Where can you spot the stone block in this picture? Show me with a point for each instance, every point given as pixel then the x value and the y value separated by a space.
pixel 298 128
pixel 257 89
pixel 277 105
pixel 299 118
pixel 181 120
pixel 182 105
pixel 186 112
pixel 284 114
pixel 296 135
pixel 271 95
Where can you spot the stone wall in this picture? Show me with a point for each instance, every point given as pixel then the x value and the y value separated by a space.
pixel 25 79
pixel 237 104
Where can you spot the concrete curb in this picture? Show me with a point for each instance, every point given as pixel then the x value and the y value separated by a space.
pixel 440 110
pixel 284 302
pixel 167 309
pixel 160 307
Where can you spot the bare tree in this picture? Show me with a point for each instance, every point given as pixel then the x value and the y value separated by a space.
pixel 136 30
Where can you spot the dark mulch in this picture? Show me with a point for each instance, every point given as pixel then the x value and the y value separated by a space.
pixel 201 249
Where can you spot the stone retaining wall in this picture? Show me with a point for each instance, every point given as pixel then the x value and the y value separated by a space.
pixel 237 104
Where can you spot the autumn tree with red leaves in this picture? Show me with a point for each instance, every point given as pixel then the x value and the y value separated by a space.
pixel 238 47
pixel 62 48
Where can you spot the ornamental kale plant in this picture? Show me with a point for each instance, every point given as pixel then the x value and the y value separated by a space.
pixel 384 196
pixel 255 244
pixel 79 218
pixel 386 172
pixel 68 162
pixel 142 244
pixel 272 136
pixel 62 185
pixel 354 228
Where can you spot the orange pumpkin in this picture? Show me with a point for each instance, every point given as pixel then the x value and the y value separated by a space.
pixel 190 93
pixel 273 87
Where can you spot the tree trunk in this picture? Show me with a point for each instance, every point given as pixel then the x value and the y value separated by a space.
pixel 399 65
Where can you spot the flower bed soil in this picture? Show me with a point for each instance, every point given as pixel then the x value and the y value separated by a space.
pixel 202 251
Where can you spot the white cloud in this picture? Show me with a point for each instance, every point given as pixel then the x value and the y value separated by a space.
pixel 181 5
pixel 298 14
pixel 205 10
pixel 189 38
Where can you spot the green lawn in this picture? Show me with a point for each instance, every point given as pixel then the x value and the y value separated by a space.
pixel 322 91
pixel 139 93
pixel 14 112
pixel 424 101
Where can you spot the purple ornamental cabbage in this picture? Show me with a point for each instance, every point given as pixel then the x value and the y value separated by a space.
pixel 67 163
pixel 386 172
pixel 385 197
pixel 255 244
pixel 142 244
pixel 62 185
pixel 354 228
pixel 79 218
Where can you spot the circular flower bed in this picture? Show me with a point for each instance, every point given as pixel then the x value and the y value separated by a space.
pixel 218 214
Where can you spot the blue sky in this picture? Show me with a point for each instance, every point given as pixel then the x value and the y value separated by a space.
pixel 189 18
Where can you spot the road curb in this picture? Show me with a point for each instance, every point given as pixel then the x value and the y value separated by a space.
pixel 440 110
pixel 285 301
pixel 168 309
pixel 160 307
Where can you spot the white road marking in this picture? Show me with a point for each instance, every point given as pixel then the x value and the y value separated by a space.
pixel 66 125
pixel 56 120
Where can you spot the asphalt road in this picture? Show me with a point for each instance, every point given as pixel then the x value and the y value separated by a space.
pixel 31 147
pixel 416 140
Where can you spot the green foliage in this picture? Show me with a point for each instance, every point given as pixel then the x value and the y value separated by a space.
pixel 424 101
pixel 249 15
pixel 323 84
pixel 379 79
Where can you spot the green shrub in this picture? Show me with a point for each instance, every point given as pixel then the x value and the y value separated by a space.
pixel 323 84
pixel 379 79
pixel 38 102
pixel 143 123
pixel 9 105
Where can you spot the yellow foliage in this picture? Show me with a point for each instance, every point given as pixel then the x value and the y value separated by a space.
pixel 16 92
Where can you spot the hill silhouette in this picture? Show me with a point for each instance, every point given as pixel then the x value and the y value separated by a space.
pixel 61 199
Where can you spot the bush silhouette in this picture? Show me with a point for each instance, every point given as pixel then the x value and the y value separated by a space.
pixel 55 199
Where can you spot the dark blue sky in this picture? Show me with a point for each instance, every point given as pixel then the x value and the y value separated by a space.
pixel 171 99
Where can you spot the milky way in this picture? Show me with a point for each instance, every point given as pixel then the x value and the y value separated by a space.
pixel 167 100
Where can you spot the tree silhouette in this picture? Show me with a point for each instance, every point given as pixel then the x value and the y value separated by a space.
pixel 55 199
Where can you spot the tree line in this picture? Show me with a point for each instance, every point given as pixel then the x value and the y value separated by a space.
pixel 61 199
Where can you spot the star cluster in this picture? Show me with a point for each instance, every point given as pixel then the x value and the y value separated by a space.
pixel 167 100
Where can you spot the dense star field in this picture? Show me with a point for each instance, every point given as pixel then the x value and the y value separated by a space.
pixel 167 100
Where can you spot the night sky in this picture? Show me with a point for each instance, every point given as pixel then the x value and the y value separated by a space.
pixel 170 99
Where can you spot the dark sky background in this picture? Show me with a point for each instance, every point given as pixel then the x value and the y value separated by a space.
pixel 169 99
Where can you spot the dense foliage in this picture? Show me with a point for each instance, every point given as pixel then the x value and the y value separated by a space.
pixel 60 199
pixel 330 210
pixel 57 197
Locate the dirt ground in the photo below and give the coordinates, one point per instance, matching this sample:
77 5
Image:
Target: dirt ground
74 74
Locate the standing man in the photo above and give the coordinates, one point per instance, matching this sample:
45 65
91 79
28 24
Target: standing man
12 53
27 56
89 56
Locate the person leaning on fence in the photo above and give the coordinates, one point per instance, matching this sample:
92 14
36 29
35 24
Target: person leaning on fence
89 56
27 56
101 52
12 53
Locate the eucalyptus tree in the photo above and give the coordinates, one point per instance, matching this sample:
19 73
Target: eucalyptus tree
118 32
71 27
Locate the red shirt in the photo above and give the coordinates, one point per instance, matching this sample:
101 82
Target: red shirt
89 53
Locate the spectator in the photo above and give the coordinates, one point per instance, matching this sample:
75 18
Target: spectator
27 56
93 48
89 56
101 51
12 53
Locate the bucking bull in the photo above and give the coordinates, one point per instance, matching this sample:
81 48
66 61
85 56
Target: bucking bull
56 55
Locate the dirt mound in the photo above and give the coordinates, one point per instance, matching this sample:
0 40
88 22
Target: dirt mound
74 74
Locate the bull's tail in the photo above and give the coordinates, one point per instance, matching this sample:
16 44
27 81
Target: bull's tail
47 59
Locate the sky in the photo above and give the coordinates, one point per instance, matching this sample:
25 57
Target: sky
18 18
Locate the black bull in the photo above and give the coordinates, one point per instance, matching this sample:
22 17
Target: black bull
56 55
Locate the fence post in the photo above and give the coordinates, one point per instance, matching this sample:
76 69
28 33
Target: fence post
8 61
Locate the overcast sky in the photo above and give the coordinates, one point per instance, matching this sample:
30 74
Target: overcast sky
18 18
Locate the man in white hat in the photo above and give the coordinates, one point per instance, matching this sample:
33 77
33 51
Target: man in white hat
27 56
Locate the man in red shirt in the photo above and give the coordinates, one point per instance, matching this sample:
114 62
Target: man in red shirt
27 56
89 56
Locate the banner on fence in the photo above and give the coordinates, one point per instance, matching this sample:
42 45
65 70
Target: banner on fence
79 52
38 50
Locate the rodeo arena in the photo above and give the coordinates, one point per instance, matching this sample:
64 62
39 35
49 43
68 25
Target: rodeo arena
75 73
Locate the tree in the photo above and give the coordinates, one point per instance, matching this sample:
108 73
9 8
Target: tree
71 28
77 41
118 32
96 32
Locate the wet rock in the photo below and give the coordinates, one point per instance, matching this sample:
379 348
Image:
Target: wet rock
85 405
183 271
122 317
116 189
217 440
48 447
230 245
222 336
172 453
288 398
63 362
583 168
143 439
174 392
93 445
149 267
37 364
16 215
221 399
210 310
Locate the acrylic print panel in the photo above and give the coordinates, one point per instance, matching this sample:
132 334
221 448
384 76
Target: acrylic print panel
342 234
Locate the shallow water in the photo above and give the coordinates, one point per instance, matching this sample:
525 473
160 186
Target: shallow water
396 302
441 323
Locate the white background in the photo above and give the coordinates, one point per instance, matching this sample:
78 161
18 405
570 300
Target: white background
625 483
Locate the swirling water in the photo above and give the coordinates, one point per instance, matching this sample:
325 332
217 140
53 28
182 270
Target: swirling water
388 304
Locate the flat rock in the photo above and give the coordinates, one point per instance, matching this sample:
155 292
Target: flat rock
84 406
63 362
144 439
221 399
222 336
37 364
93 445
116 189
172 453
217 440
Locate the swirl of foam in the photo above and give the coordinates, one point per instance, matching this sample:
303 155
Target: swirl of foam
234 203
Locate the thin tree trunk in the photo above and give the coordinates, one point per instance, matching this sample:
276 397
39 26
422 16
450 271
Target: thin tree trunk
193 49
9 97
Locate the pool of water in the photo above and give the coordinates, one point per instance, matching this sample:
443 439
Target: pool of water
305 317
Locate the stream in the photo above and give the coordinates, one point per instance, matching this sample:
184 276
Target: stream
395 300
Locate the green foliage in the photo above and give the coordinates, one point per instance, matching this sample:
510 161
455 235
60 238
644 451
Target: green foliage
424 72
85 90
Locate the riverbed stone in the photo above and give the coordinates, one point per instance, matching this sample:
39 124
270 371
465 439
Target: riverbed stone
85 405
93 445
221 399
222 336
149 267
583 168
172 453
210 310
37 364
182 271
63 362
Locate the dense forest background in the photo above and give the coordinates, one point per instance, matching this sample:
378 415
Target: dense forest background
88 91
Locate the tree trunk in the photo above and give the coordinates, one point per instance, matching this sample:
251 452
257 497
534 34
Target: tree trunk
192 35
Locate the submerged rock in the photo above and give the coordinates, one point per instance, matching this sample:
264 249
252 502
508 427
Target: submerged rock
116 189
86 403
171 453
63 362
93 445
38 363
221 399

···

WORK REQUIRED
Check each line above for the string "below", then copy the ones that have it.

WORKED SOLUTION
Locate the dirt ground in the photo below and give the coordinates, one point per instance, matching this sample:
Locate the wet rock in the photo below and give the coordinates, one point per instance, matching this sample:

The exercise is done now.